Task requirements
**A)** Copy the passage of the regional economic outlook article between "Speaking at the" and "10 percent decrease.", inclusive.
**B)** Carry on the regional economic outlook article from its last sentence.

Regional outlook tepid
Economic growth will be minimal at best, expert says
The 2009 outlook for the Spokane-Kootenai County economy is more of the same marginal growth that has characterized most of 2008, Eastern Washington University professor Grant Forsyth said Thursday.
Speaking at the Greater Spokane Inc. annual economic forecast breakfast Thursday, Forsyth said he expects the region to continue to outperform the national economy, but not without potential contraction by several measures.
He projected employment growth of less than 1 percent, with 2.5 percent growth the best case and a loss of 1 percent the worst.
Change in other major indicators – home prices, personal income growth and taxable sales – also will hover around zero, although the possible swing for Kootenai County home prices ranges from an 8 percent increase to a 10 percent decrease.
In Spokane County, housing prices could trend from a 5 percent increase to a 4 percent decrease.
Forsyth called the freefall in Kootenai County construction activity “shocking” – September building permits are off 56 percent compared with September 2007 – although the decrease in Spokane County was only slightly better: 45 percent.
The sharp reversal of the job growth that characterized the Kootenai County economy through 2007 is also worrisome, he said, as is a net loss of bank deposits, which will reduce the funds available for investment.
The Kootenai County unemployment rate has more than doubled over the past year, to 6.6 percent. The Spokane County rate in September was 5.5 percent, up from 4.3 percent a year earlier.

Stored records
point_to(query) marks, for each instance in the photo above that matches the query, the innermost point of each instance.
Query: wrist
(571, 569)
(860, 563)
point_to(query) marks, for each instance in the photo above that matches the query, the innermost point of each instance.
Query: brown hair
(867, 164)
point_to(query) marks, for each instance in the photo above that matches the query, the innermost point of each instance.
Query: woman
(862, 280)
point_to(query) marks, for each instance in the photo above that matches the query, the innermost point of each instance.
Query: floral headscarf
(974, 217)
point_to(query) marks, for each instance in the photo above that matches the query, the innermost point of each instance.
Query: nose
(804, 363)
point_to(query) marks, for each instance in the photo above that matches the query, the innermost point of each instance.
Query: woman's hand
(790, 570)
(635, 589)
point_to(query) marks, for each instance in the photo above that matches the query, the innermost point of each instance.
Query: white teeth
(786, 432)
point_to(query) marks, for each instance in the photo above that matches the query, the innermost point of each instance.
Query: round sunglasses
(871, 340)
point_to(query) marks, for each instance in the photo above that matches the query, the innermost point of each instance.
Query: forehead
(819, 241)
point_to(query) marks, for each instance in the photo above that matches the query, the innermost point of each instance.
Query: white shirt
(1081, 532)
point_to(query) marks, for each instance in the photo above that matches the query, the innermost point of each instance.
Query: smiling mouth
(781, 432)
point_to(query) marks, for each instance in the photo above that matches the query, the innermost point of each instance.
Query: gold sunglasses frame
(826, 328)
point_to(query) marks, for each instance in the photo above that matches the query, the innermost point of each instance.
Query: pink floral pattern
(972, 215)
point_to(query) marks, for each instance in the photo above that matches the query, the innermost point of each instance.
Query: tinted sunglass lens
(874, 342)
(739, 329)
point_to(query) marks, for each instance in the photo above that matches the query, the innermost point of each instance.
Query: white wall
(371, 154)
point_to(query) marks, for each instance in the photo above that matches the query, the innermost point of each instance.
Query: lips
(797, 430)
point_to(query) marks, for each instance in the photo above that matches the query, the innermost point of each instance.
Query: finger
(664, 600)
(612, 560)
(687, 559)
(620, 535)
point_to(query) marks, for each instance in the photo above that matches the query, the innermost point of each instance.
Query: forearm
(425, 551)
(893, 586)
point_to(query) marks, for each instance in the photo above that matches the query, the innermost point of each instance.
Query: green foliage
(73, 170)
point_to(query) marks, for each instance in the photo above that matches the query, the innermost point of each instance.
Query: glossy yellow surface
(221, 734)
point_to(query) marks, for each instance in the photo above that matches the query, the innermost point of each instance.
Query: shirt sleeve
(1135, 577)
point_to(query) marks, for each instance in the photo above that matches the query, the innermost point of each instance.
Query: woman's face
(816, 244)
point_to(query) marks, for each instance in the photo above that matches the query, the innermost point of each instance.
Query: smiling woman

Expected results
**A)**
Speaking at the Greater Spokane Inc. annual economic forecast breakfast Thursday, Forsyth said he expects the region to continue to outperform the national economy, but not without potential contraction by several measures.
He projected employment growth of less than 1 percent, with 2.5 percent growth the best case and a loss of 1 percent the worst.
Change in other major indicators – home prices, personal income growth and taxable sales – also will hover around zero, although the possible swing for Kootenai County home prices ranges from an 8 percent increase to a 10 percent decrease.

**B)**
Forsyth projected a bare 1 percent growth in personal income for the two counties, which would not be enough to keep up with inflation. For the city of Spokane, that will translate into a range for 2009 sales tax growth of 10 percent to minus-4 percent, with the rest of the county doing somewhat better.
“It’s not going to be a great time in terms of income growth,” Forsyth said, adding that consumers are “credit exhausted.”
He said the good times farmers enjoyed last year are over. Spokane hospitals, on the other hand, have rebounded from the negative operating margins that were squeezing them four years ago.
Forsyth, taking a swipe at protectionism, said export growth has contributed strongly to the area’s relative economic strength.
“Neener, neener, you trade haters,” he said.
John Mitchell, former U.S. Bank chief economist, said the economic pain for the nation as a whole is far from over.
The bursting of the housing price bubble has reverberated through the global financial system in ways and to an extent never envisioned by most economists, he said.
The natural resource and high-tech sectors of the Northwest economy have struggled with the downturn’s implications, Mitchell said, but he too pointed to exports as a strength, in large part thanks to aerospace.
Job growth in Washington through August, he noted, was the fifth best in the nation. Idaho ranked 45th.
Mitchell said the steps taken by policymakers to shore up the financial system are starting to work, but what the ultimate cost might be is unknowable.
Unknown, too, are the long-term repercussions of government intervention in the private sector. “We have crossed some huge Rubicon without a great deal of thought,” Mitchell said.
He predicted gross domestic product growth in 2009 of less than 1 percent, with inflation falling to less than 3 percent. The U.S. economy will recover, he said, but not without reshaping the outlook for many Americans who have had no experience with hardship.
“This is a generation-shaping event,” Mitchell said. “What you’re seeing is the end of the way we were.”